# EXERCISE GOAL
Find every line in the items below that contains the word "dark" and copy each one out in full.

# THE DATA
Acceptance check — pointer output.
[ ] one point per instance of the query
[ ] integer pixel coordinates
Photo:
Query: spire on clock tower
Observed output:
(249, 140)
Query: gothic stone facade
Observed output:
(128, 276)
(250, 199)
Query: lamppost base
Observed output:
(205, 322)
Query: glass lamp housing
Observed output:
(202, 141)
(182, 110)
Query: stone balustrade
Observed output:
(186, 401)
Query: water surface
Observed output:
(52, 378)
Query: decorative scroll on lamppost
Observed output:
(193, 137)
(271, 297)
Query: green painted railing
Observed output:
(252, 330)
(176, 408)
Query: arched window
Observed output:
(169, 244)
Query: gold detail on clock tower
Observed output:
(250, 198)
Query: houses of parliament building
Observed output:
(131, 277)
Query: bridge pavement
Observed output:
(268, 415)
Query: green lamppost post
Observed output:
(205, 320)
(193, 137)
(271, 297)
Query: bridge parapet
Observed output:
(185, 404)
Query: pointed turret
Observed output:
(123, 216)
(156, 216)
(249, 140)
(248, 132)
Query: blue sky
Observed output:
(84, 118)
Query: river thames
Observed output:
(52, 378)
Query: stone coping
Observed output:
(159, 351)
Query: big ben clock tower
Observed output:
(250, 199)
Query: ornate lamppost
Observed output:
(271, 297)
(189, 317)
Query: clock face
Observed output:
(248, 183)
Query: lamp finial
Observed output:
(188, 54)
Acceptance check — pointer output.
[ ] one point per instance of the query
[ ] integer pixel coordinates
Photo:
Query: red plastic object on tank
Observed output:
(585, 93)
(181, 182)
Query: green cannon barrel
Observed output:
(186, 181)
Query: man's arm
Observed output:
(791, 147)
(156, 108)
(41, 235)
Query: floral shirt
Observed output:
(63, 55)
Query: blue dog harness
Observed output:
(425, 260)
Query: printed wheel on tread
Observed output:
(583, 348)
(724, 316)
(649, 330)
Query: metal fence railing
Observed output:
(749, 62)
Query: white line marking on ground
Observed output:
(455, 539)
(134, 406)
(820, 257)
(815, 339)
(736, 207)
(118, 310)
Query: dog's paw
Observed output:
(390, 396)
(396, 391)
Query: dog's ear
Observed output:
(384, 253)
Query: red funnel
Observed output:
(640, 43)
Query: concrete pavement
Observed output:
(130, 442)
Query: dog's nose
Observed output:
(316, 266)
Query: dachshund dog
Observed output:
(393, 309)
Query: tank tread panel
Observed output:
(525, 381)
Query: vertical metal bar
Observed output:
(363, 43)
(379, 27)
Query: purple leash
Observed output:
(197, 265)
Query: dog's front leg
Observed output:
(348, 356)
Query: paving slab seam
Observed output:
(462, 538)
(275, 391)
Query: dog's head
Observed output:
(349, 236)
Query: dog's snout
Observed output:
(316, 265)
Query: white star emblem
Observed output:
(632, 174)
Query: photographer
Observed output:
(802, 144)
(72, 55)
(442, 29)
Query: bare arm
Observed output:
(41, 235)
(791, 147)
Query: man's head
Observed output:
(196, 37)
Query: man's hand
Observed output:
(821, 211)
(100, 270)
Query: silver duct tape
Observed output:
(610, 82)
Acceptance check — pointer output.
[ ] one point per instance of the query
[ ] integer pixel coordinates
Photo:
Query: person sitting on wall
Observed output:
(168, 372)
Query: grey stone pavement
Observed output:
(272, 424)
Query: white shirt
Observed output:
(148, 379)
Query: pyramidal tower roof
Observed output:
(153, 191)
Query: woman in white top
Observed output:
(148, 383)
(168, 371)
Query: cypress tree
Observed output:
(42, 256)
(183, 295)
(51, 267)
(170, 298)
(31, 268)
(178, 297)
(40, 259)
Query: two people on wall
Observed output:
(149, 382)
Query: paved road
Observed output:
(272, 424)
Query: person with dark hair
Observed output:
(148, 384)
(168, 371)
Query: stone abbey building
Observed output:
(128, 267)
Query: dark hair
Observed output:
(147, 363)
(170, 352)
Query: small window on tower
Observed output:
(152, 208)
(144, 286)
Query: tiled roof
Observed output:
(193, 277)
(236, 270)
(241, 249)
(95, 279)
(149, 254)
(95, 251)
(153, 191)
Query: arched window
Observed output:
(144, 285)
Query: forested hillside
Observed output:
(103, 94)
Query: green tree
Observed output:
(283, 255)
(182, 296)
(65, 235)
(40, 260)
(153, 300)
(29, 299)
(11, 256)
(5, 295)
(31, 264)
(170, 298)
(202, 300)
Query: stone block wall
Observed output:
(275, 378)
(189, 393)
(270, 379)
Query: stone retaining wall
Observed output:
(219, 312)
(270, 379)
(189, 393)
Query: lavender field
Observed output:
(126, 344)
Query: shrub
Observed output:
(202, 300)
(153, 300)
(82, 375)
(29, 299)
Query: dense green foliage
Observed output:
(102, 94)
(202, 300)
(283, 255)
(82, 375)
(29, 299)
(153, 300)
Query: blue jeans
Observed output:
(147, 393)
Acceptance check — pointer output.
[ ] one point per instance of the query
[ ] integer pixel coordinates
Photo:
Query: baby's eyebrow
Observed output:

* * *

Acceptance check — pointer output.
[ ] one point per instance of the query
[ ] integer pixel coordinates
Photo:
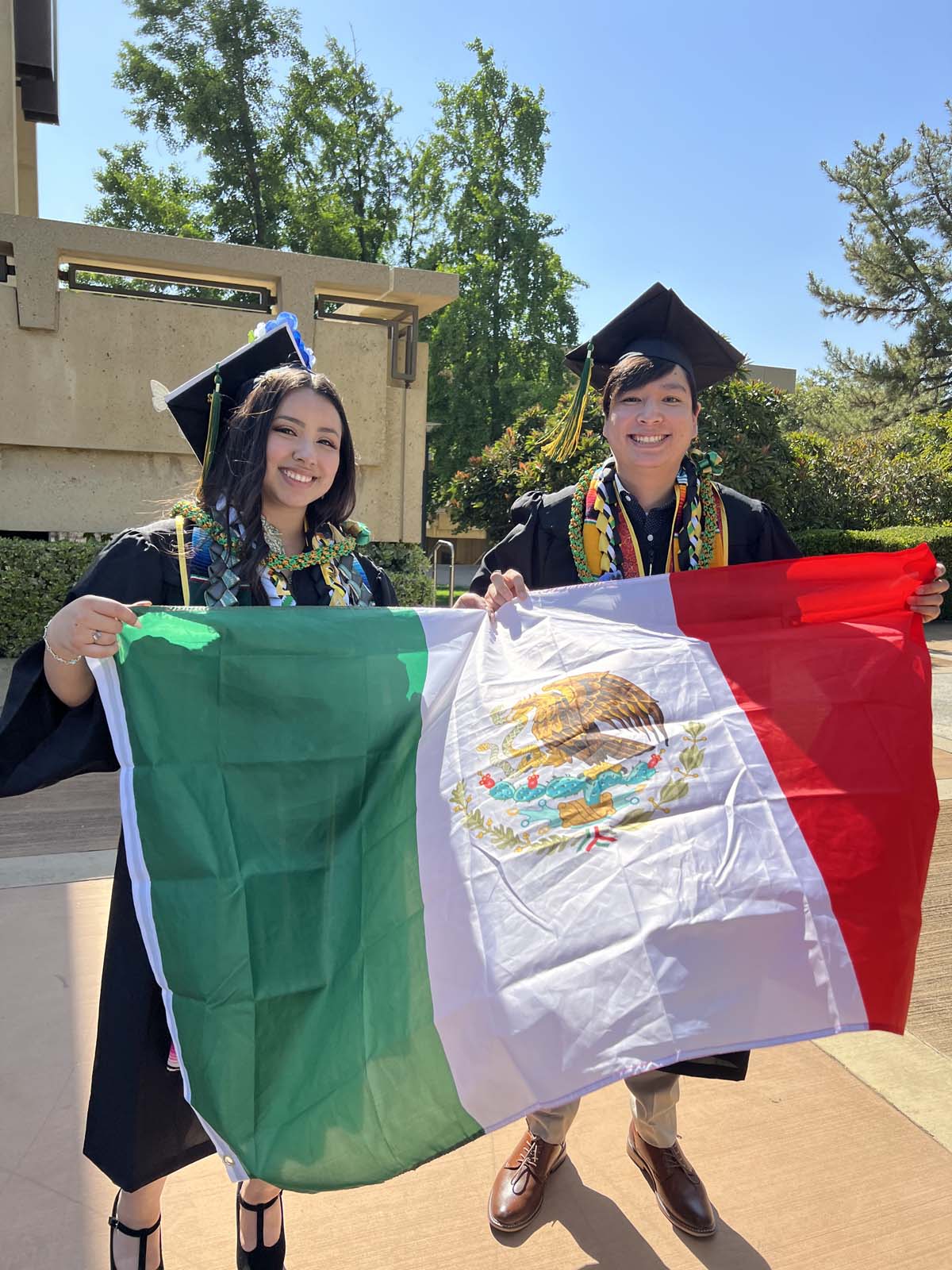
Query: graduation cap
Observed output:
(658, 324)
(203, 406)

# FULL ANSWER
Query: person with dark hair
Query: dark hair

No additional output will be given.